• **Required task**
Carry on the piece below about structural adhesives and vehicle weight reduction, picking up right after its final sentence.

• **Excerpt to read**
Automakers’ search for lighter materials and more fuel-efficient vehicles is a well-covered topic. But there are more layers to the story than the headlines suggest. Bayer set out to determine how structural adhesives can help automakers achieve their goals. We went to the source: OEMs, tier suppliers and academic researchers who work daily to solve these challenges.


Needs and Opportunities

We leveraged our network to conduct listening events with key decision makers along the automotive value chain. During our conversations, we asked: What challenges do you face? What are the most critical outcomes you are dissatisfied with? How much are you willing to invest to reduce vehicle weight? What does your perfect world for production look like? How does a vehicle’s launch cycle impact your goals?

The participants’ collective insights were surprisingly candid and detailed. When we tallied the results, we were able to identify and prioritize several areas of market dissatisfaction, as well as opportunities for material solutions. A common complaint was that joining mixed materials is a significant challenge for automakers as they use new material combinations to help reduce vehicle weight. The ability to bond dissimilar materials—such as aluminum to steel or carbon fiber to steel—topped the list at 38% dissatisfaction. Second, at 35%, was the need to combine high strength and elongation in one adhesive product (see Figure 1).

During the industry conversations, one person said: “To achieve 2025 CAFE standards [U.S. EPA fuel economy standards], we need robust bonding systems that provide design flexibility, which will ultimately help us make cars people want to buy.”

As for the potential investment they were willing to make, one interviewee said, “We are willing to pay $5 per kilogram to remove 1 kg of weight.” Another added that the investment for luxury vehicles could be even higher—depending on the location of the weight reduction on the vehicle.

Digging deeper into the specific trends and how they impact adhesives, we confirmed that OEMs will continue the trend toward varied lightweight substrates. Aluminum usage is expected to grow 7%, or 200 lbs per vehicle by 2025, with other non-metals increasing 3% during that span. Steel will remain a significant part of the material mix.

[Location identification entries]
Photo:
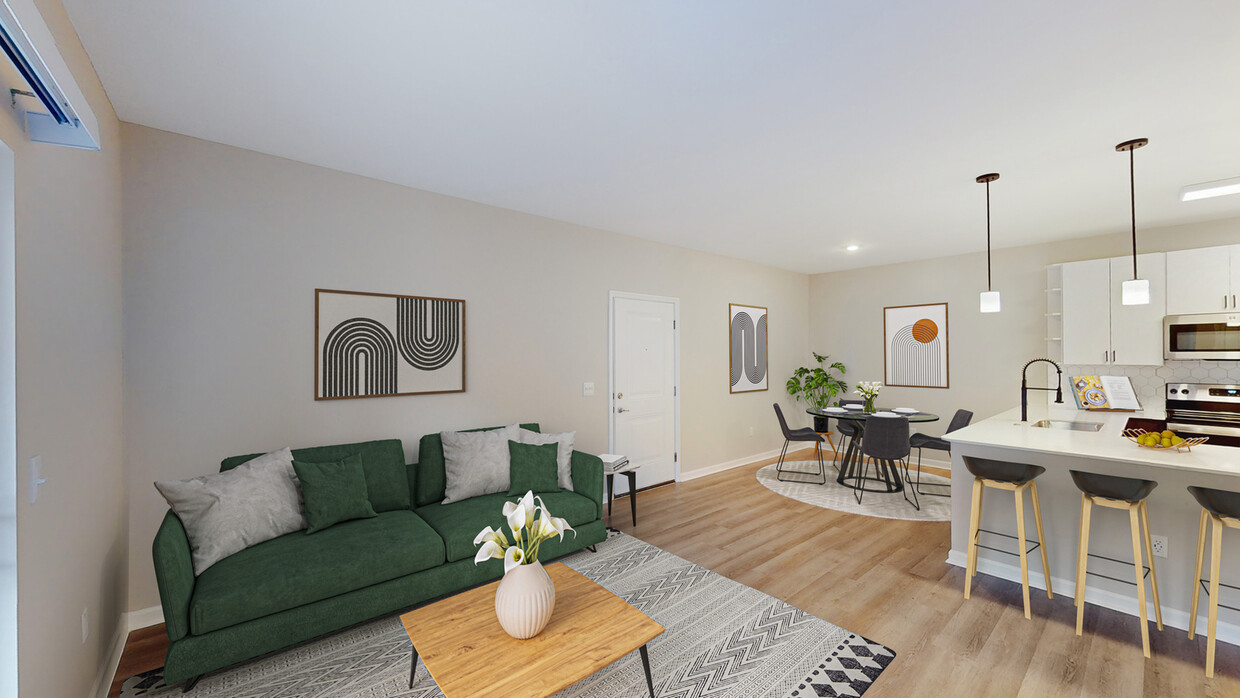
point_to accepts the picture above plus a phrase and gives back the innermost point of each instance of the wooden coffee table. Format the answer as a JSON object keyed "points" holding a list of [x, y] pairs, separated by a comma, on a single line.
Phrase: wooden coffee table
{"points": [[468, 653]]}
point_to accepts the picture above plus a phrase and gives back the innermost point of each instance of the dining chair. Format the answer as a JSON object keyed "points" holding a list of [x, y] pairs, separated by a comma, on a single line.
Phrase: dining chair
{"points": [[885, 444], [804, 434], [919, 441]]}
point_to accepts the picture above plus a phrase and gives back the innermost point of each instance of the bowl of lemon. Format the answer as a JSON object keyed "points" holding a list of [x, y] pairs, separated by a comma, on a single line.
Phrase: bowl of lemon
{"points": [[1163, 440]]}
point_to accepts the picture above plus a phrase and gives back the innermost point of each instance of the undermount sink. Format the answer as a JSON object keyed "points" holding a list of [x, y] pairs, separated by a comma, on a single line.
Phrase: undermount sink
{"points": [[1069, 425]]}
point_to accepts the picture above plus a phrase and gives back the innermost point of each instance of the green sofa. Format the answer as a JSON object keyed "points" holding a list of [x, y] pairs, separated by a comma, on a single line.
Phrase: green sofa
{"points": [[300, 585]]}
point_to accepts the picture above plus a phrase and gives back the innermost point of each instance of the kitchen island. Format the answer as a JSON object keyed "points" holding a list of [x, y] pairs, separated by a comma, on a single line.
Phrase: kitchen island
{"points": [[1173, 513]]}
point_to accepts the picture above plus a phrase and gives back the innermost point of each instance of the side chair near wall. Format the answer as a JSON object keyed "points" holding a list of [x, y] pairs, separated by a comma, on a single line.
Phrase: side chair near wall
{"points": [[804, 434], [925, 441]]}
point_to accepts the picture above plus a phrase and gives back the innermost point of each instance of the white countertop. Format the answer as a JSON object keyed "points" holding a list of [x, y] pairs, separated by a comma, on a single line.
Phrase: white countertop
{"points": [[1006, 430]]}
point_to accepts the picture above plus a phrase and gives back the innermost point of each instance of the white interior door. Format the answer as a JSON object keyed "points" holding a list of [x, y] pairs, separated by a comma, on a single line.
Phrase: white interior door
{"points": [[644, 387]]}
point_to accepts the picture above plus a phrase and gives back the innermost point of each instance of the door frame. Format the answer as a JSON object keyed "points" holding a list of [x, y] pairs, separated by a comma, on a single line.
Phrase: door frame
{"points": [[611, 368]]}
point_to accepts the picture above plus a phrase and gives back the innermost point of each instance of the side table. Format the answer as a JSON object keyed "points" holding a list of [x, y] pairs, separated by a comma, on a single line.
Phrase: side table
{"points": [[631, 474]]}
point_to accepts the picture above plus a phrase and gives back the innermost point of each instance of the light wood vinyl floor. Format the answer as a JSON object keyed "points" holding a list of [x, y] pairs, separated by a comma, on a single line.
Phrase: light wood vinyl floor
{"points": [[889, 582]]}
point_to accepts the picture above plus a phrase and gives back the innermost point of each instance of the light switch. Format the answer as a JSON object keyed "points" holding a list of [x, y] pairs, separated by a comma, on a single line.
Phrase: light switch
{"points": [[36, 477]]}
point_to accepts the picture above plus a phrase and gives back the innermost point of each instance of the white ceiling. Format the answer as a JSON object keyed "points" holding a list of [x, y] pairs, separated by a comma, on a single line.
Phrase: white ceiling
{"points": [[771, 130]]}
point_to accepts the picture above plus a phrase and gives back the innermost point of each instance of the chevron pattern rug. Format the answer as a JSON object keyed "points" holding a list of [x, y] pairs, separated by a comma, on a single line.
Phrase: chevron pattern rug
{"points": [[723, 640]]}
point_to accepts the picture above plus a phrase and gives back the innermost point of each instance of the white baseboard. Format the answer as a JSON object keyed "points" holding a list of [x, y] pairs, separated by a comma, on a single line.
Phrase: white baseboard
{"points": [[144, 618], [1125, 604], [719, 468], [103, 680]]}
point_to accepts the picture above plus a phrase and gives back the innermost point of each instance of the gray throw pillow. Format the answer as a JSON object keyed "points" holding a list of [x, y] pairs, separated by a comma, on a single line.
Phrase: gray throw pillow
{"points": [[476, 463], [563, 454], [230, 511]]}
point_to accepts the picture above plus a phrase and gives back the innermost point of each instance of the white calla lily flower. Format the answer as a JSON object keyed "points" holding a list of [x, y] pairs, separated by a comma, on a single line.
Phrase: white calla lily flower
{"points": [[489, 549], [512, 558]]}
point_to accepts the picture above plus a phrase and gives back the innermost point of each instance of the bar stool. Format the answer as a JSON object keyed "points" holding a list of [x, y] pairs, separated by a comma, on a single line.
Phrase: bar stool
{"points": [[1117, 494], [1223, 508], [887, 444], [1014, 477]]}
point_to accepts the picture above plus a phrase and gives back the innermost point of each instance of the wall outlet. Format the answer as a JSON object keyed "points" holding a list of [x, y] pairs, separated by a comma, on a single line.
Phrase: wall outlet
{"points": [[1160, 546]]}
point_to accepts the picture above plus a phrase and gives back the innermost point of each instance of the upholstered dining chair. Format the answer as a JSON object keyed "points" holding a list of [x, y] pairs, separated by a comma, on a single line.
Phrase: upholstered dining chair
{"points": [[919, 441], [804, 434], [885, 444]]}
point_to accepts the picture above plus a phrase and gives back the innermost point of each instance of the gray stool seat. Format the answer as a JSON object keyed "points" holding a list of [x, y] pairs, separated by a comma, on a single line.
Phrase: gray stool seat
{"points": [[1002, 471], [1112, 486], [1219, 502]]}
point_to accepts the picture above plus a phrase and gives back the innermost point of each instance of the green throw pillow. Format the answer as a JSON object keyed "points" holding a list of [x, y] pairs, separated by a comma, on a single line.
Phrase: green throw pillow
{"points": [[533, 468], [334, 491]]}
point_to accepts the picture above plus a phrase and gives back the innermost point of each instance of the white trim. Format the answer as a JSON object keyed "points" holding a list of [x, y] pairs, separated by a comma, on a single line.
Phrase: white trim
{"points": [[611, 368], [1125, 604], [144, 618], [728, 465], [108, 671]]}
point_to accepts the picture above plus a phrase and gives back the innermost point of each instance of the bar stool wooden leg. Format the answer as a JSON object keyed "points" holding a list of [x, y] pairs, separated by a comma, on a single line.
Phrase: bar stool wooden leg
{"points": [[1215, 562], [1150, 556], [1042, 538], [1197, 575], [1024, 557], [974, 523], [1081, 552], [1141, 578]]}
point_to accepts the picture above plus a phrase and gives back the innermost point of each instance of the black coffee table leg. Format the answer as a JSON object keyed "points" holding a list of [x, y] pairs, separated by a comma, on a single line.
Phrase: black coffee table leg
{"points": [[413, 665], [633, 494], [645, 665]]}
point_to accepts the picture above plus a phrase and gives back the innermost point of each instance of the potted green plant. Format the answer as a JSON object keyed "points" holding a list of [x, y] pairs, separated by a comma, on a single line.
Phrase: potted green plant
{"points": [[819, 386]]}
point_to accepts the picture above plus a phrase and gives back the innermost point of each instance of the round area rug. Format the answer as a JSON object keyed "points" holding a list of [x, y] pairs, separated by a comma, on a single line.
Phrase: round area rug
{"points": [[836, 496]]}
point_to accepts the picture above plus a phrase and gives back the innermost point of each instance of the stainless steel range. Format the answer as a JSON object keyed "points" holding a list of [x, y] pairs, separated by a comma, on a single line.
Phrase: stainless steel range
{"points": [[1208, 409]]}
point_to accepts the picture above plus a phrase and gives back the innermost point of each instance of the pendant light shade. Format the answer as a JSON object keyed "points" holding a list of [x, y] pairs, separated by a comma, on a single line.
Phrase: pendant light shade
{"points": [[990, 298], [1135, 291]]}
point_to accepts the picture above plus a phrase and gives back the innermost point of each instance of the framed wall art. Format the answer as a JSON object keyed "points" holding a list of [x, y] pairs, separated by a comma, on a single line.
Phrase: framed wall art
{"points": [[377, 345], [747, 347], [915, 345]]}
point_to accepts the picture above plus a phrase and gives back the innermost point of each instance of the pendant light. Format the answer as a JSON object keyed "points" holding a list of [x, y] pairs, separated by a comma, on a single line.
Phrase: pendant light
{"points": [[1136, 291], [990, 298]]}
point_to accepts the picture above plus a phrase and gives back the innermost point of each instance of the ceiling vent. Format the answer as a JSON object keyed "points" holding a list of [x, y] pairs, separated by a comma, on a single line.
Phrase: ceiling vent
{"points": [[46, 110]]}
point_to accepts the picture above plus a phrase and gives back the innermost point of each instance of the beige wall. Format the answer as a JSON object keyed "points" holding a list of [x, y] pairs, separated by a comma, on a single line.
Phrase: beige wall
{"points": [[225, 247], [986, 351], [72, 544]]}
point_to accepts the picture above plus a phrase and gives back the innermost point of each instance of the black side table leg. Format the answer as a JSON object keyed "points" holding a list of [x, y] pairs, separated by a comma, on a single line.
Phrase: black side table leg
{"points": [[413, 666], [633, 494], [645, 665]]}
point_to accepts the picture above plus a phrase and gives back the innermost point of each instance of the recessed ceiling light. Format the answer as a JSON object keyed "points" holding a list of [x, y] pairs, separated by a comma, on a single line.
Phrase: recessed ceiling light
{"points": [[1208, 190]]}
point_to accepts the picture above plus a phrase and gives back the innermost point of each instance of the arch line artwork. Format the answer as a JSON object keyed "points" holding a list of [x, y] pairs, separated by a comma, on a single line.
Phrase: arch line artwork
{"points": [[747, 347], [381, 345]]}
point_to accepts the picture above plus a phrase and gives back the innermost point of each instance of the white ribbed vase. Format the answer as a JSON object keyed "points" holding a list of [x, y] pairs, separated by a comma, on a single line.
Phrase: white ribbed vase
{"points": [[523, 600]]}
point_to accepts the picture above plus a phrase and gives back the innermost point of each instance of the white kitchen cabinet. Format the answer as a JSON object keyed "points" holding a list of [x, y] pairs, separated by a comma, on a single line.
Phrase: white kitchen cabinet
{"points": [[1203, 280], [1086, 311], [1136, 330], [1098, 327]]}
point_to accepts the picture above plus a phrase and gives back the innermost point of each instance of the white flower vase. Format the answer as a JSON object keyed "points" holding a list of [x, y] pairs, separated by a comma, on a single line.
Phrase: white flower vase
{"points": [[523, 600]]}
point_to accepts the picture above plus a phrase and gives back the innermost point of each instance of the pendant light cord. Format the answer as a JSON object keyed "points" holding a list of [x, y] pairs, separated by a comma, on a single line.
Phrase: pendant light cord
{"points": [[1132, 192], [988, 234]]}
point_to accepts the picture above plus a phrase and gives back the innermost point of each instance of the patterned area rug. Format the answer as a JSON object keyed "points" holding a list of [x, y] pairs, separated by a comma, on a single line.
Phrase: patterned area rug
{"points": [[723, 639], [836, 496]]}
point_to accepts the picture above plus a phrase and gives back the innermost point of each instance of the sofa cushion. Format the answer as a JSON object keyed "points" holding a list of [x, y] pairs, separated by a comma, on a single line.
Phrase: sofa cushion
{"points": [[298, 569], [430, 465], [387, 484], [460, 522]]}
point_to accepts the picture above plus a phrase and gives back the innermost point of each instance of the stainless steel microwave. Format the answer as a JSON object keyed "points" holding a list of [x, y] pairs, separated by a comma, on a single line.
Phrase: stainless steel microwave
{"points": [[1210, 336]]}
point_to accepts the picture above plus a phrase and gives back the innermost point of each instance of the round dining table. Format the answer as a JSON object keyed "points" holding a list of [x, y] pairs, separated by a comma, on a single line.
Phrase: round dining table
{"points": [[851, 472]]}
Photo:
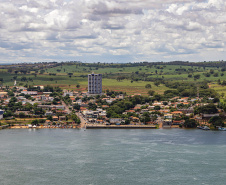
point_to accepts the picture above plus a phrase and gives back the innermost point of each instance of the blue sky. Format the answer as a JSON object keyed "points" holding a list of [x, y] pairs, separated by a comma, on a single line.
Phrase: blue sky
{"points": [[112, 30]]}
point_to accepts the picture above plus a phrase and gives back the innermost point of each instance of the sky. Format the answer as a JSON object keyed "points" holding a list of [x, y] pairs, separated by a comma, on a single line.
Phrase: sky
{"points": [[112, 30]]}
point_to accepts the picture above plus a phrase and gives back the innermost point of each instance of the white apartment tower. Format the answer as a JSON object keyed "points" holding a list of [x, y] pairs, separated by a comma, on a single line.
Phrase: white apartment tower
{"points": [[94, 83]]}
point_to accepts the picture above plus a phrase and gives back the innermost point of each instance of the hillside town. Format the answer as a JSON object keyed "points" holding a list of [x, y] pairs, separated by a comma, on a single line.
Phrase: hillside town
{"points": [[52, 107]]}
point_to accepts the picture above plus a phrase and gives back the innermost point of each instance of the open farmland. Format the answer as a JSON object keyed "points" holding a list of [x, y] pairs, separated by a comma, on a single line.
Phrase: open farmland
{"points": [[130, 78]]}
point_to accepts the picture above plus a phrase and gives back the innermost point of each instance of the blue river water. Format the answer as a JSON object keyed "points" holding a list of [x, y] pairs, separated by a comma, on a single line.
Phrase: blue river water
{"points": [[107, 157]]}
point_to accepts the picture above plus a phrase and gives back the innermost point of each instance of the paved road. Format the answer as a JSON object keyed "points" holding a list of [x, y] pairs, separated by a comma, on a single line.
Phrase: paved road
{"points": [[66, 107]]}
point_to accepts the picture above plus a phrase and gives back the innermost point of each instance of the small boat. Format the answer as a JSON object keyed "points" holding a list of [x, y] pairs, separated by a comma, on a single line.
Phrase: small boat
{"points": [[205, 128], [222, 128], [199, 127]]}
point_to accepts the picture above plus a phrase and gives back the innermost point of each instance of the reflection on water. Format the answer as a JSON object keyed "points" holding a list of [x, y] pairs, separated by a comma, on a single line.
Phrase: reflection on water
{"points": [[70, 156]]}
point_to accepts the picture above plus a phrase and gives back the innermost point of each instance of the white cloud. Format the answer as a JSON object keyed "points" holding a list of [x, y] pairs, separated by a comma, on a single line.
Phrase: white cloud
{"points": [[134, 30]]}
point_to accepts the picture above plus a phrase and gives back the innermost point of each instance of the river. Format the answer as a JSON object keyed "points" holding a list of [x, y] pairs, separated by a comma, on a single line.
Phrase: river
{"points": [[107, 157]]}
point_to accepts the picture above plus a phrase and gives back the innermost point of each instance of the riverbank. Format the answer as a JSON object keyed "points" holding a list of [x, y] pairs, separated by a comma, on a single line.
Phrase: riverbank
{"points": [[120, 126]]}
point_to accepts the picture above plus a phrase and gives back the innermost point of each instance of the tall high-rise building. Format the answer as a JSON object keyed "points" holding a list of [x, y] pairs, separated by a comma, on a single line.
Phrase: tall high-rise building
{"points": [[94, 83]]}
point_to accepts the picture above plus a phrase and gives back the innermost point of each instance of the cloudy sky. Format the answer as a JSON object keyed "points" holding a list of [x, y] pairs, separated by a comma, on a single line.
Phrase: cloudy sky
{"points": [[112, 30]]}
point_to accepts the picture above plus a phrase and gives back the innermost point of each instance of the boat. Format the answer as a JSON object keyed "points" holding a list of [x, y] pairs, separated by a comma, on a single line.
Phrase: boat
{"points": [[29, 126], [199, 127], [205, 128], [222, 128]]}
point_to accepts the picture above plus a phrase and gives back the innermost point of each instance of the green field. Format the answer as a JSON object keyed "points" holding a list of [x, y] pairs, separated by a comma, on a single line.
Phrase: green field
{"points": [[111, 72]]}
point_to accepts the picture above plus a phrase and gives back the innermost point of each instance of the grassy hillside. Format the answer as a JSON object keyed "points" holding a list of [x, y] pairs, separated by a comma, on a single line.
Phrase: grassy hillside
{"points": [[133, 79]]}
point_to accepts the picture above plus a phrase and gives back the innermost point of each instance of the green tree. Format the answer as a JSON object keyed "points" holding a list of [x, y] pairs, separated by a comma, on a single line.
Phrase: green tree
{"points": [[148, 86]]}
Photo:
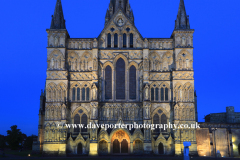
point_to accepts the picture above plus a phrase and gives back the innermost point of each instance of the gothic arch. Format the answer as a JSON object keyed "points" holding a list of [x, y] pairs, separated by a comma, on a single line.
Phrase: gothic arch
{"points": [[164, 111], [74, 84], [133, 63], [178, 92], [188, 92], [86, 56], [108, 63], [118, 57], [78, 109], [56, 53]]}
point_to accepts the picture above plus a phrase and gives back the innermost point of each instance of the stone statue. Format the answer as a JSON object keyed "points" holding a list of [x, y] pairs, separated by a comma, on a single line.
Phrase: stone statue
{"points": [[107, 112], [146, 92], [95, 43], [52, 63], [95, 64], [145, 43], [56, 41], [183, 41], [80, 46], [147, 112], [94, 92]]}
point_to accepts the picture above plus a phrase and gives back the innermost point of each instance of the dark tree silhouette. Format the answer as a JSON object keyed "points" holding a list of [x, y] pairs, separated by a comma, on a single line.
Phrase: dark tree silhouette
{"points": [[14, 137]]}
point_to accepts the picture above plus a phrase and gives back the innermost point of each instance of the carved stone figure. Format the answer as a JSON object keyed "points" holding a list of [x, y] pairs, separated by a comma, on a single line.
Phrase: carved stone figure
{"points": [[95, 43], [94, 92], [146, 92], [145, 43]]}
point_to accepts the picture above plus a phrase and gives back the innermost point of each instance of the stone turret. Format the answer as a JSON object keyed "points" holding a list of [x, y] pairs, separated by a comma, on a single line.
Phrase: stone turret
{"points": [[58, 21], [182, 21]]}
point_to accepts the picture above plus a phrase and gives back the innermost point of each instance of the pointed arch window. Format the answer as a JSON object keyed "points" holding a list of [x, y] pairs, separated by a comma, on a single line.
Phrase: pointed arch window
{"points": [[131, 40], [132, 83], [77, 121], [154, 93], [108, 83], [164, 93], [160, 119], [120, 79], [78, 94], [81, 118], [73, 94], [124, 40], [115, 40], [109, 40]]}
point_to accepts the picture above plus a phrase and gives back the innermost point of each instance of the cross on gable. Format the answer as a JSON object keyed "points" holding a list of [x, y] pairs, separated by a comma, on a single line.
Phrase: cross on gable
{"points": [[112, 29]]}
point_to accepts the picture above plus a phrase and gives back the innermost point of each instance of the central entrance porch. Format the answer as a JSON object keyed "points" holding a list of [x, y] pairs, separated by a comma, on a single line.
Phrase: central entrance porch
{"points": [[120, 143]]}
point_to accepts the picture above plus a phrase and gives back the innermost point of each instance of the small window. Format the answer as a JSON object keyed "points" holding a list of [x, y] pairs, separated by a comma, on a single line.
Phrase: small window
{"points": [[115, 40], [156, 94], [88, 90], [73, 94], [166, 94], [162, 94], [124, 40], [83, 94], [77, 121], [78, 94], [109, 40], [131, 40], [152, 94]]}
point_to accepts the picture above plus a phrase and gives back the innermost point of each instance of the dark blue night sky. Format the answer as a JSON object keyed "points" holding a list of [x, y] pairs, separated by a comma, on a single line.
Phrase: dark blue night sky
{"points": [[24, 54]]}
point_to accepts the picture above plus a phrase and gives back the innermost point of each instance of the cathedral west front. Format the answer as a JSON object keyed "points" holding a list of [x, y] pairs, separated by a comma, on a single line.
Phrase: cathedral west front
{"points": [[118, 77]]}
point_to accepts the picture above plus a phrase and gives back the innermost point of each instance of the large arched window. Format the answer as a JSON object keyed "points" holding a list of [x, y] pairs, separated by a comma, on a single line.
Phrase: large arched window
{"points": [[154, 93], [84, 122], [109, 40], [164, 93], [80, 118], [73, 94], [156, 121], [163, 121], [77, 121], [159, 118], [132, 83], [108, 83], [124, 40], [115, 40], [120, 79], [131, 40]]}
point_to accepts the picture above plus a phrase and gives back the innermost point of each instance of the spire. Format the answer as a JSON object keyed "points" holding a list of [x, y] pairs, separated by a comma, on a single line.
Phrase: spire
{"points": [[58, 21], [182, 21]]}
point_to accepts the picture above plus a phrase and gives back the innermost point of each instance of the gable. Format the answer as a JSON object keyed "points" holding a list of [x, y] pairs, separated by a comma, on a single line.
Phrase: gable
{"points": [[120, 24]]}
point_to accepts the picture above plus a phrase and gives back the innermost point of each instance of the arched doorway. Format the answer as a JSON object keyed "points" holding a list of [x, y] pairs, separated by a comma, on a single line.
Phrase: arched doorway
{"points": [[124, 146], [79, 149], [239, 148], [116, 146], [103, 147], [138, 147], [160, 148], [120, 143]]}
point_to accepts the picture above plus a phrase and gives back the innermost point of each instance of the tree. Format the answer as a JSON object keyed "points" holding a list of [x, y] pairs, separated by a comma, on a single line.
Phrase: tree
{"points": [[14, 137], [29, 141], [2, 142]]}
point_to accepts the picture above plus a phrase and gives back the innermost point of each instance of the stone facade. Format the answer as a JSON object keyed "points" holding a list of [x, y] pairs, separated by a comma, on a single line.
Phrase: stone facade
{"points": [[119, 77], [228, 117]]}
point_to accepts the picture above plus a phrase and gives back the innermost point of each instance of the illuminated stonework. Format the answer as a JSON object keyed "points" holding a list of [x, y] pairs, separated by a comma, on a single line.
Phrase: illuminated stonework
{"points": [[119, 76]]}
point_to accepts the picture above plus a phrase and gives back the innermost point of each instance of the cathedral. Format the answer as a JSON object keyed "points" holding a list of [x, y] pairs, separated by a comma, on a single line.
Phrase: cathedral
{"points": [[118, 77]]}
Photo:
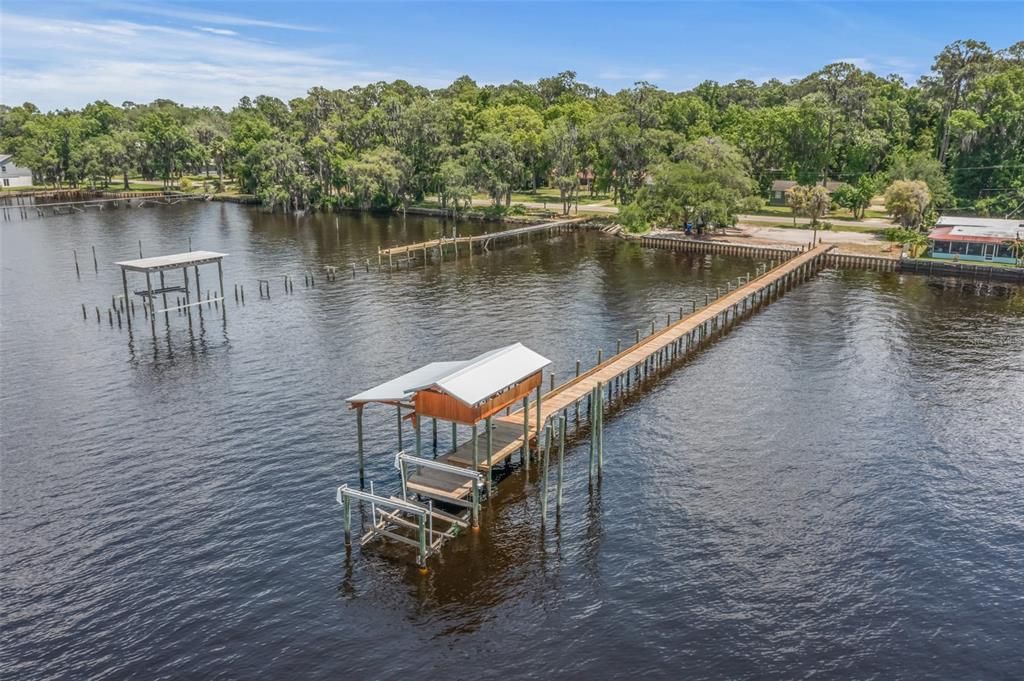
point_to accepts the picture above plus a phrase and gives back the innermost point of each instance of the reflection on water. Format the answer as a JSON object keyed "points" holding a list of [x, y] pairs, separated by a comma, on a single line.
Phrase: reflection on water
{"points": [[832, 488]]}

• **Exercise answer**
The different degrees of thermal expansion for the materials are reducing the effectiveness of traditional joining methods such as rivets and welds. Using structural adhesives, along with traditional fastening methods to bond dissimilar materials, can reduce the number of rivets and welds (thus reducing mass in the process) while retaining the overall bond strength. In addition to lightening a vehicle’s curb weight, structural adhesives also contribute to cost savings. Consider that steel is $0.25 per weld, or $500 per car. Aluminum, which requires three times more power than steel to weld, is $0.40 per weld, or $800 per vehicle. Structural adhesives can help reduce the number of welds per car—and are compatible with lighter-gauge metals.


Adhesive Technologies

Structural adhesives are commonly used for reactive adhesives used in direct glazing applications and for bonding seating units or roof linings. Polyurethane dispersions, in combination with selected polyisocyanate crosslinkers, are used to produce thermo-activatable adhesives for the lamination of interior automotive parts. Among their benefits are economical, efficient bonding processes due to fast buildup of bonding strength, high heat resistance of the bonds, and low volatile organic compound (VOC) emissions.

For structural applications, 100% solids raw materials are formulated to produce reactive adhesives. In addition to being used in direct glazing, roof linings and for bonding seating units, they are used for bonding metals and sheet molding compound.

Another notable comment was that a switch in the temperature for the e-coat to cool requires improved flexibility for adhesive formulations, which in turn provides more design flexibility. According to experts we spoke with, in a perfect world, a polyurethane adhesive could withstand the high temperatures of the e-coat process, as well as broad temperature swings during the vehicle production process. But, at this point, epoxy adhesives are the ideal technology to withstand e-coat temperatures. In general, adhesives work well for joining at up to 450°F and 5,000 psi, and provide other benefits such as continuous joint participation, corrosion prevention, fatigue resistance, and vibration and noise dampening. The increasing use of combinations of materials by OEMs—steel and aluminum, steel and composite, aluminum and composite—will require adhesives that combine strength and flexibilities to an extent not seen before (see Figure 2).

We also learned that automakers are more nimble than we thought. One respondent said that changing an adhesive adds only two years to a launch cycle—a much shorter time period than we had anticipated. New adhesive selection is also dependent on the production and assembly processes the OEM and tiers select, so it is critical that adhesives and bonding, and the properties expected (including viscosity, cure rate and physical bond properties), be incorporated at the early stages of new model designs.

Safety was another topic raised during conversations. Here, too, structural adhesives offer a strong solution. In fact, when it comes to crash resistance, adhesive bonding combined with spot welding is better than either method alone, according to testing by Sika. Based on motor carrier crash testing on a welded frame part without any adhesive bonding vs. an adhesively bonded and spot welded frame part, the adhesively bonded and welded frame part absorbs forces better—leading to less deformation, according to Sika.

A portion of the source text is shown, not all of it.